- **SELECTED EXCERPT**
----------------
Examples

You will find here a set of examples. The objective is to illustrate how to build simple to more complex workflows and submit them to soma-workflow.

The content of the jobs is not relevant here:
  • The “sleep” command was used in the examples to stand for any job.

  • The “cp” command was used in the examples to stand for a job reading a file and writing another file.

However, the job examples were chosen to enable anyone to copy the examples and run them directly on his machine:

Simple workflows

Basic example

_images/simple_example.png

Simple example: 4 jobs with dependencies.

from soma_workflow.client import Job, Workflow, Helper


# create the workflow:

job_1 = Job(command=["sleep", "60"], name="job 1")
job_2 = Job(command=["sleep", "60"], name="job 2")
job_3 = Job(command=["sleep", "60"], name="job 3")
job_4 = Job(command=["sleep", "60"], name="job 4")

jobs = [job_1, job_2, job_3, job_4]
dependencies = [(job_1, job_2),
                (job_1, job_3),
                (job_2, job_4),
                (job_3, job_4)]

workflow = Workflow(jobs=jobs,
                    dependencies=dependencies)

# save the workflow into a file
Helper.serialize("/tmp/workflow_example", workflow)

Run the Python script, then open the GUI (command: “soma_workflow_gui”).

In the GUI, you can now:
  • Open the workflow file.

  • Submit the workflow to the computing resource of your choice.

  • Monitor the workflow execution:

_images/simple_example_gui.png

See also

The workflow creation API for a full description of job and workflow options.

Workflow with Group

Creating groups can be useful to organize jobs within workflows for displaying purpose. Groups do not have any impact on the execution of workflows.

_images/simple_example_group.png

Simple example with a group: 30 jobs are in the group “my 30 jobs”.

from soma_workflow.client import Job, Workflow, Group, Helper


# create the workflow:
jobs = []
dependencies = []
group_elements = []

first_job = Job(command=["sleep", "10"], name="first job")
last_job = Job(command=["sleep", "10"], name="last job")

jobs.append(first_job)
jobs.append(last_job)

for i in range(0, 30):
  job = Job(command=["sleep", "60"], name="job " + repr(i))

  jobs.append(job)

  dependencies.append((first_job, job))
  dependencies.append((job, last_job))

  group_elements.append(job)


thirty_jobs_group = Group(elements=group_elements,
                          name="my 30 jobs")

workflow = Workflow(jobs=jobs,
                    dependencies= dependencies,
                    root_group=[first_job, thirty_jobs_group, last_job])

# save the workflow into a file
Helper.serialize("/tmp/workflow_example", workflow)
----------------
- **PROVIDED DATA**
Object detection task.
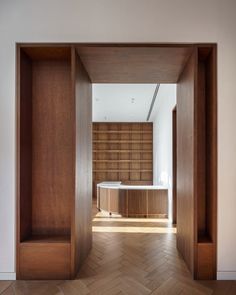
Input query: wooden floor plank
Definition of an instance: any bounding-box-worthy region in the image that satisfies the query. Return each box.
[0,206,236,295]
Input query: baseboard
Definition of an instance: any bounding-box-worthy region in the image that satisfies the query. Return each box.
[0,272,16,281]
[217,271,236,281]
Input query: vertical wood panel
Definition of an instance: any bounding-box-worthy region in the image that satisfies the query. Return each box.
[72,48,92,275]
[177,51,196,272]
[172,107,177,224]
[18,50,32,241]
[32,60,74,234]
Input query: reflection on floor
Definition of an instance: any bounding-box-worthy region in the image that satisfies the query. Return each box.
[0,207,236,295]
----------------
- **TASKS FOR THIS EXERCISE**
• 1. Reproduce the listing from the line containing "Input query: reflection on floor" through the end of the listing. Copy every line unchanged, but shift each bounding-box coordinate in the answers by -135.
• 2. Continue the soma-workflow examples page from the point where it stops.

- **ANSWERS FOR THE TASKS**
• 1.
Input query: reflection on floor
Definition of an instance: any bounding-box-worthy region in the image that satisfies the query. Return each box.
[-135,72,101,160]

• 2.
Run the Python script, then open the GUI (command: “soma_workflow_gui”) to open, submit and monitor your workflow:

_images/simple_example_group_gui.png

The 30 jobs within the group can be extended (visible) or collapsed (hidden).

Go further with the client-server mode

When the computing resource you want to use is configured in the mono process mode (this is the case if you use your multi core machine without special configuration), all the workflows must run in a single session and the workflow executions are stopped when this session is closed. In this case, it is thus safer to save the workflows into files and submit them through the same GUI you will use to monitor the execution (the workflows will be stopped if you close the GUI).

The client-server mode is much more flexible. When you want to submit a workflow to a computing resource configured in the client-server mode (remote cluster for example), you can submit it directly to the computing resource in the Python script instead of saving the workflow into a file:

from soma_workflow.client import WorkflowController

# workflow creation as described in the examples
# no need to save the workflow into a file

# submit the workflow to computing resource (configured in the client-server mode)

controller = WorkflowController("Titan", login, password)

controller.submit_workflow(workflow=workflow,
                           name="simple example")

You can now close and open the GUI at any time and even shut down you computer. It will not interrupt the workflow execution.

Workflows with FileTransfer

The file transfers are optional. However, they can be useful if you use a remote computing resource and there is no shared file system between your machine and the computing resource (see File Transfer).

These examples show how to create workflows managing file transfers.

Note

An easy way to deal with file transfers is to transfer a working directory and work with relative paths (see Another basic file transfer).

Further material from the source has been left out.